[[ The data, beginning ]]

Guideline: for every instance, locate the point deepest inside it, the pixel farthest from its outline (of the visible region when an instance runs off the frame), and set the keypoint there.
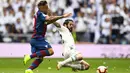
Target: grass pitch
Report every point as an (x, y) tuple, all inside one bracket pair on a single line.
[(15, 65)]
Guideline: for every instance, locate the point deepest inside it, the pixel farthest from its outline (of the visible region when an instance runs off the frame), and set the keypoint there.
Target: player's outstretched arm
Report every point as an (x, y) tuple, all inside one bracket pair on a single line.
[(52, 19), (57, 24)]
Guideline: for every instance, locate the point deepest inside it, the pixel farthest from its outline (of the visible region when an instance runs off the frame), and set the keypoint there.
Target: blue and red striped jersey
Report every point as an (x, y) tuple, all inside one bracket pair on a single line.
[(40, 27)]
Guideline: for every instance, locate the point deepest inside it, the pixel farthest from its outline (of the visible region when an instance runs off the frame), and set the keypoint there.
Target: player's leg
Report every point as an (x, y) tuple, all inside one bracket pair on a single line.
[(73, 57), (81, 65), (34, 65), (43, 47)]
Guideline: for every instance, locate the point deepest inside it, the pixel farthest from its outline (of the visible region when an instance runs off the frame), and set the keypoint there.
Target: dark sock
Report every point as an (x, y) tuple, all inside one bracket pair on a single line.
[(35, 64)]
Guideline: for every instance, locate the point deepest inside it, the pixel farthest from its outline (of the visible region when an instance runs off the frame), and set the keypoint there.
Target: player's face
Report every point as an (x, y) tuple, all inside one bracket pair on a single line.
[(44, 8), (70, 26)]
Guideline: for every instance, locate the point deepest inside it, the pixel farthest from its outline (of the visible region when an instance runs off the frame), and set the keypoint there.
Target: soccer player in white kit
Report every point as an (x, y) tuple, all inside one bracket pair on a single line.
[(72, 57)]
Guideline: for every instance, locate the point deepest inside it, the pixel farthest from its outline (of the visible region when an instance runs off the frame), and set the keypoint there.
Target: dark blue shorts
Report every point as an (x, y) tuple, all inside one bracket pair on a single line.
[(39, 44)]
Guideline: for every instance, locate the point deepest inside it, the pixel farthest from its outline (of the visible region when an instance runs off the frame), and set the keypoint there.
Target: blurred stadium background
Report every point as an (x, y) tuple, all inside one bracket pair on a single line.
[(102, 33)]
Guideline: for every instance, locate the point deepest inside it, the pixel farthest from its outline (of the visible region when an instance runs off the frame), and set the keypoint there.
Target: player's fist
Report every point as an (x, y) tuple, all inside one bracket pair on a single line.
[(67, 15)]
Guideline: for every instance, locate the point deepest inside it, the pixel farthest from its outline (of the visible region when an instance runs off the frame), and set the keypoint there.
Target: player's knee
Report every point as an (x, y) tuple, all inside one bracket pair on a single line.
[(79, 57), (87, 67), (51, 52)]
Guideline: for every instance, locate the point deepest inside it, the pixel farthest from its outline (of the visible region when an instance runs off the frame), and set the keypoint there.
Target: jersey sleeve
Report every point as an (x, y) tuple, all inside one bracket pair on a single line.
[(62, 29), (42, 16)]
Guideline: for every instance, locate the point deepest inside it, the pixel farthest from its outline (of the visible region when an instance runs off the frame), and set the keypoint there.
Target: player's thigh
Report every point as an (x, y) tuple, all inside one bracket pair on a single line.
[(33, 48), (44, 45)]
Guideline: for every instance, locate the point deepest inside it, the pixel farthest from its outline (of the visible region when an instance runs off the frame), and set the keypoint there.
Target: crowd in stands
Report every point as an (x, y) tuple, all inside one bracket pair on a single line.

[[ The data, end ]]

[Assignment] Within the data above, find the lines that contain the word "dark" and copy each of them.

[Task output]
Target: dark sock
Target: dark blue shorts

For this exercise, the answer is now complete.